▶ [Problem description]: In the data that follows, every line containing the word "sock" should be returned.
%%
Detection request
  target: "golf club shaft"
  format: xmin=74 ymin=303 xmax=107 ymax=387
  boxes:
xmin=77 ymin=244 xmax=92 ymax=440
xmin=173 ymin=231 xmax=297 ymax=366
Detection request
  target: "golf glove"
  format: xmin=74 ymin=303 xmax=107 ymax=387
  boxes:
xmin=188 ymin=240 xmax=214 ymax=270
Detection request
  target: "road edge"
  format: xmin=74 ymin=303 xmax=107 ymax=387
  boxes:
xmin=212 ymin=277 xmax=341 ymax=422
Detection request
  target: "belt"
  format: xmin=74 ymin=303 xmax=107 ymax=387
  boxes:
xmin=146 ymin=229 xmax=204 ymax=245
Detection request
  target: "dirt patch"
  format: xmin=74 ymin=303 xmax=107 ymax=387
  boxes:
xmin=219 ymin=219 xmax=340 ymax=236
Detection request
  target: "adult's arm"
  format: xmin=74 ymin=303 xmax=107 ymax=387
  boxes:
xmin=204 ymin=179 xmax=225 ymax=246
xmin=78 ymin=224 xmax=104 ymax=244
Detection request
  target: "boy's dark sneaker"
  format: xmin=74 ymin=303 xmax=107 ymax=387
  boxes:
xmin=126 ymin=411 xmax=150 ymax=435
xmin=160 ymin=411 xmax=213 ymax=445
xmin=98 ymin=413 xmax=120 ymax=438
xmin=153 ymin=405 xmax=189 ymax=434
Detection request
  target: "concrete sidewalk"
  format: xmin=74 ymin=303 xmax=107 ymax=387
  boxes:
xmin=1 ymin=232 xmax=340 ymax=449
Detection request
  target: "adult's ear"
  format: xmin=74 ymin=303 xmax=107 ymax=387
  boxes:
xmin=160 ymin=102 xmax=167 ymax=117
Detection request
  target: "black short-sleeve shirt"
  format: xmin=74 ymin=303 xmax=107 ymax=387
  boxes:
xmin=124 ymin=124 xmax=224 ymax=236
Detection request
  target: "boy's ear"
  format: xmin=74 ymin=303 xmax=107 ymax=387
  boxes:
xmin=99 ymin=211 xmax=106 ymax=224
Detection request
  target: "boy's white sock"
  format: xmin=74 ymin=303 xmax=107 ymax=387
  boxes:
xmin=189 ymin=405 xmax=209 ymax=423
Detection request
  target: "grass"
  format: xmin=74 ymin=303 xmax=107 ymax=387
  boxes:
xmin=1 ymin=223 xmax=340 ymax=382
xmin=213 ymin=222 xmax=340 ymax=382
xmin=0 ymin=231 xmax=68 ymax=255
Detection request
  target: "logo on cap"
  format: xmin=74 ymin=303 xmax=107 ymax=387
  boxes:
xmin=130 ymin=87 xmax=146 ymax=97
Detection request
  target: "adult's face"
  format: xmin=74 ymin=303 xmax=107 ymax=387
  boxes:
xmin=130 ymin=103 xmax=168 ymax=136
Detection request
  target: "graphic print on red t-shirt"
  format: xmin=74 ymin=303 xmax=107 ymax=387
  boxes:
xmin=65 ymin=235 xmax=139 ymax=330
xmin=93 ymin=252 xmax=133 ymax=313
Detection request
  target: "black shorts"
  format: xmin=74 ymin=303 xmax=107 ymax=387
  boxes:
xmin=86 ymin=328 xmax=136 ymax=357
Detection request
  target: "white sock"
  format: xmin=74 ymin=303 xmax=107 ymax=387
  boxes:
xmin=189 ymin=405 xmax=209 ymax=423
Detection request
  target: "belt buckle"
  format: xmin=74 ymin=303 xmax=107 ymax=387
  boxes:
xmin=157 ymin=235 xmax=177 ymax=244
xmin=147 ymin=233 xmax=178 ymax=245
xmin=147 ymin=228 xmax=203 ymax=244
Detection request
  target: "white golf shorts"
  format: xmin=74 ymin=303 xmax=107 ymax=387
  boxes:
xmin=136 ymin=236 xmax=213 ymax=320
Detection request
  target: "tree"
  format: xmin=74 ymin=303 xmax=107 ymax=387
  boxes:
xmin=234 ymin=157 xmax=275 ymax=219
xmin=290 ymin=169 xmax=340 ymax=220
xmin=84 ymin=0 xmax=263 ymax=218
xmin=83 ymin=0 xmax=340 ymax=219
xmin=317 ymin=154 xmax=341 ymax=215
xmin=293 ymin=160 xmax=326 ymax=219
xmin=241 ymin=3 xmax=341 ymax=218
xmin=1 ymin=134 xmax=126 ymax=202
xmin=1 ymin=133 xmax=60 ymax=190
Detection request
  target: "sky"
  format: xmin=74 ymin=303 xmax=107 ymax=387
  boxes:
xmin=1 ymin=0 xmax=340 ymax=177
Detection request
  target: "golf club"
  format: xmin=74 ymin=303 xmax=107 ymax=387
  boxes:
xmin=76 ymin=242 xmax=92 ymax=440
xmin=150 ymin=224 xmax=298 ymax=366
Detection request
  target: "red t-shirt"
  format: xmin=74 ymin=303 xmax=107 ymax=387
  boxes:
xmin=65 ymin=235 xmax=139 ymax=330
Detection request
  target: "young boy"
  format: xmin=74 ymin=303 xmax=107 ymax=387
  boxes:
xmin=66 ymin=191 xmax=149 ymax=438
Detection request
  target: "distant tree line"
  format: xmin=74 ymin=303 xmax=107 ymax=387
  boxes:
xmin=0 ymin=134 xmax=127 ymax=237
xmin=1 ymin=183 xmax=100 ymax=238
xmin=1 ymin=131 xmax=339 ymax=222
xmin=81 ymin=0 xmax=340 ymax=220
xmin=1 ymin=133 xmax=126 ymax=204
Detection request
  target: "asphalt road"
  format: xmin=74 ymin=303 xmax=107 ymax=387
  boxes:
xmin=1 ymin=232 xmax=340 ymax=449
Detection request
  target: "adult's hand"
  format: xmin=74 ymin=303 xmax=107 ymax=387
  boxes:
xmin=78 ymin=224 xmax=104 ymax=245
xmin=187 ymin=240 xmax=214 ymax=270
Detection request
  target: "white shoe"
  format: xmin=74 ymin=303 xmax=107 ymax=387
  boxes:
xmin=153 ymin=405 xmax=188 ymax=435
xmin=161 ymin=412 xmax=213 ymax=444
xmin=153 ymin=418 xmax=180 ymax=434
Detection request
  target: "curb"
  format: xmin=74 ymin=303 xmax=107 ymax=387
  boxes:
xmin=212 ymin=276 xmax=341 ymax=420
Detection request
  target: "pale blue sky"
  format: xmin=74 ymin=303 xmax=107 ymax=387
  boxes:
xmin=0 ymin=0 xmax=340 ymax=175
%%
▶ [Written solution]:
  target: "boy's white sock"
  target: "white sock"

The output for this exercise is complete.